Poursuivez la rédaction du document source ci-dessous, consacré au lien entre pandémies et crise écologique, à partir de sa dernière phrase.

# [Document source]
───

Notre complicité dans la multiplication des pandémies, démontre Shah, s’étend du développement des transports et de l’industrie dès les débuts de la modernité jusqu’au développement urbain chaotique contemporain, qui crée une proximité malsaine entre les humains, les animaux et les micro-organismes potentiellement dangereux. On souligne aussi, bien sûr, l’impact de l’exploitation des hydrocarbures, qui aggrave chaque jour un peu plus le réchauffement climatique, phénomène qui constitue un vecteur de transmission des pathogènes.
L’exposé est clair : non seulement « la COVID » et
« la nature » sont-elles liées, mais les décisions politiques que nous prenons les entrelacent toujours plus. L’inaction écologique prépare un monde où les risques d’épidémie feront partie du quotidien au même titre que les variations dans les conditions de ski. Toute la question est donc de savoir comment nos sociétés vont choisir de gérer ces risques.

───

Entrées enregistrées:
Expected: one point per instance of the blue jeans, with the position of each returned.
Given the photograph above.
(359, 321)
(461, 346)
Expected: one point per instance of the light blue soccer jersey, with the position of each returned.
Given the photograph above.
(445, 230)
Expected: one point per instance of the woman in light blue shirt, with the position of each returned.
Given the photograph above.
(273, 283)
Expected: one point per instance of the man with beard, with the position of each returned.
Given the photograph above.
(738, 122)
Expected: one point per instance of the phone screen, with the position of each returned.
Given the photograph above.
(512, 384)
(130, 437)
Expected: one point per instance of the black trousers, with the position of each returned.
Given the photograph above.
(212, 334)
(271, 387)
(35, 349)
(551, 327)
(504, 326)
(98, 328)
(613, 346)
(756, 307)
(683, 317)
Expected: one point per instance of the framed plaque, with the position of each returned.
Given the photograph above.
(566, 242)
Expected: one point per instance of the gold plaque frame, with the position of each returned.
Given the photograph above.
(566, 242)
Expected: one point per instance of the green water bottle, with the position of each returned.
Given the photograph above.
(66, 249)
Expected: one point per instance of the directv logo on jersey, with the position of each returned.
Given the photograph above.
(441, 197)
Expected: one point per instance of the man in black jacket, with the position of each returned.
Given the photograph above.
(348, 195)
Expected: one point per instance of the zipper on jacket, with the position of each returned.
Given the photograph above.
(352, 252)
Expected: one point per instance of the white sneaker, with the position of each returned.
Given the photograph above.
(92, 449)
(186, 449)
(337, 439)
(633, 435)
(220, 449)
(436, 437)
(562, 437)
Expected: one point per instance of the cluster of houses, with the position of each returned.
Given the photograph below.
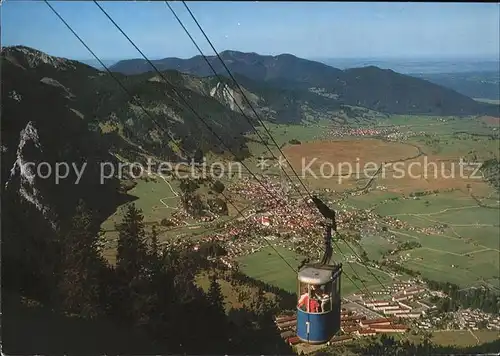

───

# [Résultat de l'exercice]
Un autre livre paru à la fin de 2020 propose une réflexion éclairante sur la gestion des conséquences du réchauffement climatique. Dans Fascisme fossile (La Fabrique), les auteurs du Zetkin Collective, un collectif de chercheurs suédois, tentent de comprendre le rapport paradoxal de la droite identitaire, qui gagne en puissance partout en Occident, à la question climatique et à l’exploitation des énergies fossiles. L’extrême droite, écrit-on, a longtemps été le terrain par excellence du négationnisme climatique, que ce soit parce qu’on voyait dans le discours écologiste une intention de culpabiliser l’Occident pour son rythme d’exploitation et son mode de vie, ou parce que l’élite capitaliste a des intérêts à défendre dans l’exploitation des hydrocarbures. Mais à l’aube de la troisième décennie du XXIe siècle, le tableau se complexifie puisque les effets du réchauffement climatique sont immédiats, observables, qu’il s’agisse des pandémies, des phénomènes météo extrêmes, de l’épuisement des ressources ou, bien sûr, des déplacements de population.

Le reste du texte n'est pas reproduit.